===== Exercise inputs

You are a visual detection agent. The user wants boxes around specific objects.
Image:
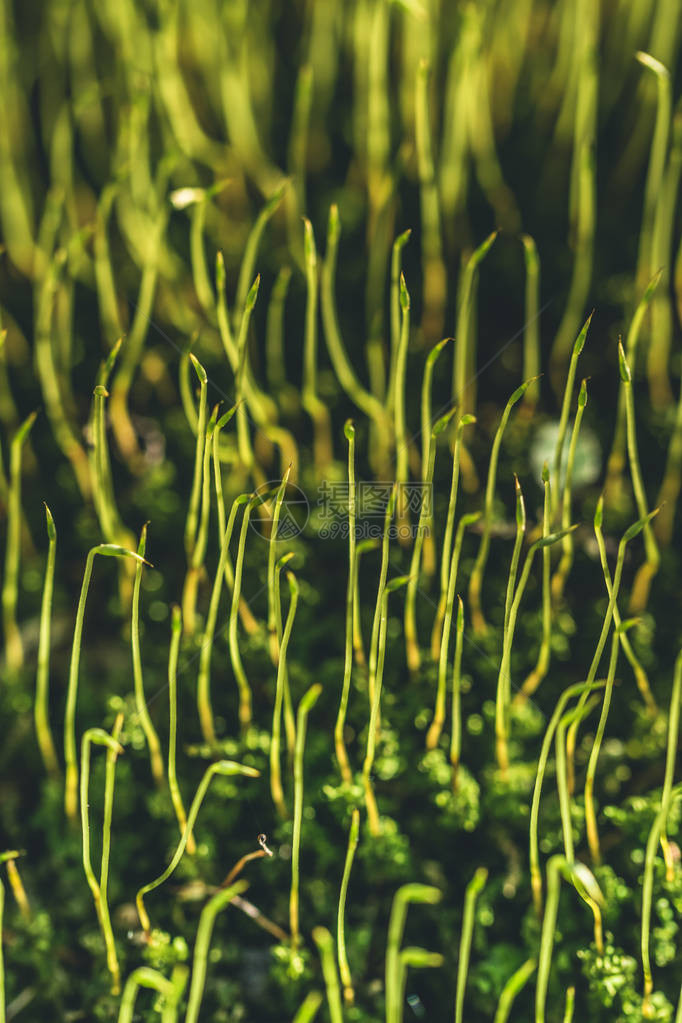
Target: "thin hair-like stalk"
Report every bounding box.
[618,342,661,614]
[551,312,594,523]
[404,406,458,672]
[81,714,124,994]
[33,504,59,777]
[521,234,540,418]
[185,881,248,1023]
[336,807,360,1006]
[2,412,38,680]
[270,572,299,817]
[289,682,322,952]
[431,415,475,661]
[452,231,496,412]
[455,866,488,1023]
[168,604,196,856]
[130,523,164,786]
[529,682,603,917]
[449,595,464,792]
[384,883,443,1023]
[551,381,587,606]
[604,270,663,507]
[302,217,333,478]
[493,959,538,1023]
[426,512,481,750]
[135,760,261,935]
[495,526,576,780]
[594,497,658,715]
[184,352,209,560]
[118,963,189,1023]
[514,462,552,704]
[417,338,454,578]
[313,927,344,1023]
[470,376,533,635]
[641,652,682,1016]
[334,419,358,785]
[566,502,657,793]
[63,543,148,820]
[362,576,409,838]
[196,494,251,746]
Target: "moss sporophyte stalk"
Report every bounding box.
[0,0,682,1023]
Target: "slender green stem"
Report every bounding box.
[362,576,409,838]
[81,715,123,994]
[431,415,475,661]
[641,652,682,1017]
[494,959,538,1023]
[196,494,251,746]
[168,604,196,856]
[435,512,481,749]
[289,682,322,952]
[450,596,464,792]
[313,927,344,1023]
[594,512,658,714]
[135,760,261,934]
[551,381,587,605]
[130,524,164,786]
[585,625,622,866]
[270,572,299,817]
[292,991,324,1023]
[554,695,608,863]
[302,217,332,477]
[185,352,209,560]
[336,808,360,1006]
[2,412,38,680]
[514,462,552,703]
[619,342,661,614]
[404,407,458,672]
[470,376,533,634]
[521,234,540,415]
[452,231,496,415]
[334,419,358,785]
[385,884,443,1023]
[185,881,248,1023]
[118,964,189,1023]
[268,465,291,665]
[34,504,59,777]
[529,682,602,917]
[64,543,147,820]
[551,313,594,522]
[495,527,576,779]
[455,866,488,1023]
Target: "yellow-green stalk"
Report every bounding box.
[514,462,552,704]
[34,504,59,777]
[404,406,457,672]
[168,604,196,856]
[455,866,488,1023]
[81,714,124,994]
[468,381,533,635]
[135,760,261,935]
[2,412,38,680]
[431,415,475,661]
[336,808,360,1006]
[334,419,358,785]
[551,381,587,607]
[64,543,148,820]
[313,927,344,1023]
[289,682,322,952]
[270,572,299,817]
[130,524,164,786]
[185,881,248,1023]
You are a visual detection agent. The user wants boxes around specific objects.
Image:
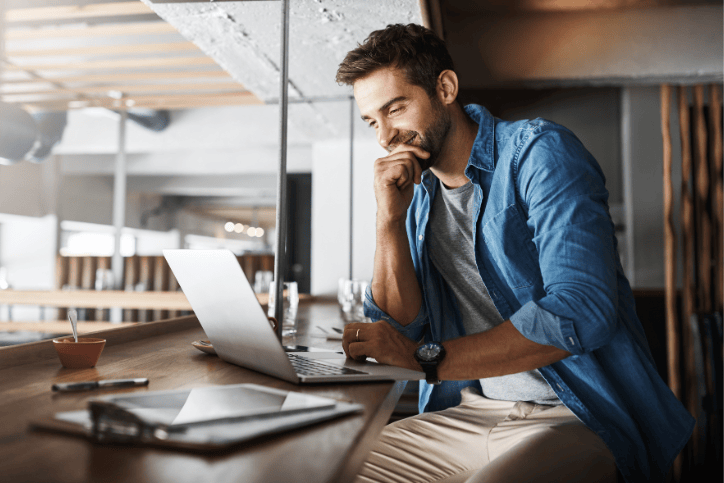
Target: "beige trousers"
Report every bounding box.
[356,388,616,483]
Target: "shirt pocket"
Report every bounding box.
[483,205,541,289]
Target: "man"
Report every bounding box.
[337,25,694,483]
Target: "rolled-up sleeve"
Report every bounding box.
[511,122,618,354]
[364,284,428,341]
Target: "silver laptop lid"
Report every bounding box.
[163,250,299,382]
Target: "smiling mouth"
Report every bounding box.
[402,133,417,146]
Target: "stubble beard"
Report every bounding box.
[391,99,452,171]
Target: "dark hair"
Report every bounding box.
[336,23,454,97]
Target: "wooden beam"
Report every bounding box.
[1,69,231,85]
[22,91,262,111]
[5,21,178,41]
[5,1,155,23]
[709,84,724,312]
[5,42,199,58]
[3,56,216,72]
[678,86,698,464]
[694,84,712,313]
[661,85,681,400]
[0,82,244,98]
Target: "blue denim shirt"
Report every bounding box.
[365,105,694,482]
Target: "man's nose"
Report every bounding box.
[377,123,397,151]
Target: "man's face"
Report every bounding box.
[354,68,451,170]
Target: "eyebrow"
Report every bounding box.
[362,96,407,121]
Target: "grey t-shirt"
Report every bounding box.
[427,182,561,404]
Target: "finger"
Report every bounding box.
[349,342,370,362]
[390,144,430,159]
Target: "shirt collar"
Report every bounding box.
[465,104,495,178]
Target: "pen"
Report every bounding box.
[53,377,148,392]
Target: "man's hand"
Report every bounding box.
[374,144,430,226]
[342,320,422,371]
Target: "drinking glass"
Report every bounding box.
[337,278,369,322]
[267,281,299,335]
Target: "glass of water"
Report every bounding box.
[267,281,299,335]
[337,278,369,322]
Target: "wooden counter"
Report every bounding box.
[0,302,404,483]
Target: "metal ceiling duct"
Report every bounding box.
[0,102,38,165]
[0,102,68,165]
[25,111,68,163]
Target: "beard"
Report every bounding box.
[388,98,452,171]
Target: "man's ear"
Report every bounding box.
[437,70,458,105]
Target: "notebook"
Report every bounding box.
[163,250,425,384]
[31,384,363,452]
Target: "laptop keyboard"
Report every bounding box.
[287,353,367,376]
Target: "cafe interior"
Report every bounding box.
[0,0,724,482]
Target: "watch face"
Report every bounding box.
[417,342,442,361]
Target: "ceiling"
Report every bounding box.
[0,0,260,111]
[0,0,722,230]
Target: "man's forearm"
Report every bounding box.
[438,320,571,381]
[372,217,422,325]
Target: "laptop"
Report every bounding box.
[163,250,425,384]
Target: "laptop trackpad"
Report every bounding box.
[291,351,347,362]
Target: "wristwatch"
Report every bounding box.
[415,342,445,385]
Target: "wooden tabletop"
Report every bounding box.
[0,301,404,483]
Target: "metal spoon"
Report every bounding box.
[68,309,78,342]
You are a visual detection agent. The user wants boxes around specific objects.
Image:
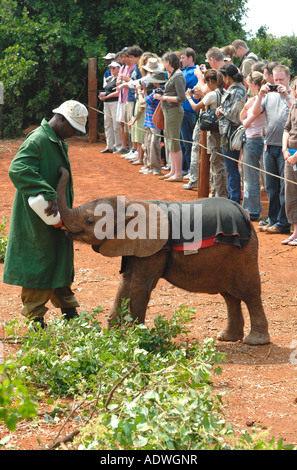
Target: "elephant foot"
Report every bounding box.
[243,331,270,346]
[217,328,244,341]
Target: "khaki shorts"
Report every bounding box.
[162,106,184,152]
[123,101,135,132]
[21,287,79,319]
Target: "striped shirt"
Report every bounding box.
[143,88,163,129]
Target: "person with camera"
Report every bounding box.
[240,70,266,221]
[180,47,198,174]
[136,70,167,176]
[154,52,186,183]
[183,69,228,197]
[216,64,247,204]
[253,65,294,234]
[98,61,122,153]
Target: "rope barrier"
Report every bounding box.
[86,104,297,185]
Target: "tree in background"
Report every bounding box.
[8,0,297,136]
[248,26,297,77]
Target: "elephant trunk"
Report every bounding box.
[57,167,81,233]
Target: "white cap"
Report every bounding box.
[108,60,121,67]
[142,57,164,72]
[53,100,88,134]
[103,52,115,59]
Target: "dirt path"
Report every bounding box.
[0,138,297,449]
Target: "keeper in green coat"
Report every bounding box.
[3,100,88,328]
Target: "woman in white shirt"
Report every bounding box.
[240,71,266,221]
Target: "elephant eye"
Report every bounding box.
[86,217,95,225]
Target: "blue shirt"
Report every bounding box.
[181,65,199,113]
[143,87,164,129]
[127,65,142,102]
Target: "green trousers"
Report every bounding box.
[21,286,79,319]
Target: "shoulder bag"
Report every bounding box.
[153,101,164,129]
[200,92,221,131]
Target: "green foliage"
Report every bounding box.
[248,26,297,77]
[0,217,8,263]
[0,300,291,450]
[0,0,246,137]
[0,362,37,431]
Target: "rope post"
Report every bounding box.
[198,131,210,198]
[88,58,98,144]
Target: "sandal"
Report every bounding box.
[288,238,297,246]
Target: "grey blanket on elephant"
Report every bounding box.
[120,198,251,273]
[150,198,251,251]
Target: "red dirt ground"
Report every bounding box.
[0,138,297,450]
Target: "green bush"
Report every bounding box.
[0,362,37,431]
[6,300,290,450]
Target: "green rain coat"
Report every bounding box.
[3,119,74,289]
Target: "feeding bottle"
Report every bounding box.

==========

▶ _Given instruction_: List every line in the records above that contains the word "grey", copying each line in full.

▶ _Response to this task_:
Target: "grey t-shirt"
Target: "grey blanket on elephant"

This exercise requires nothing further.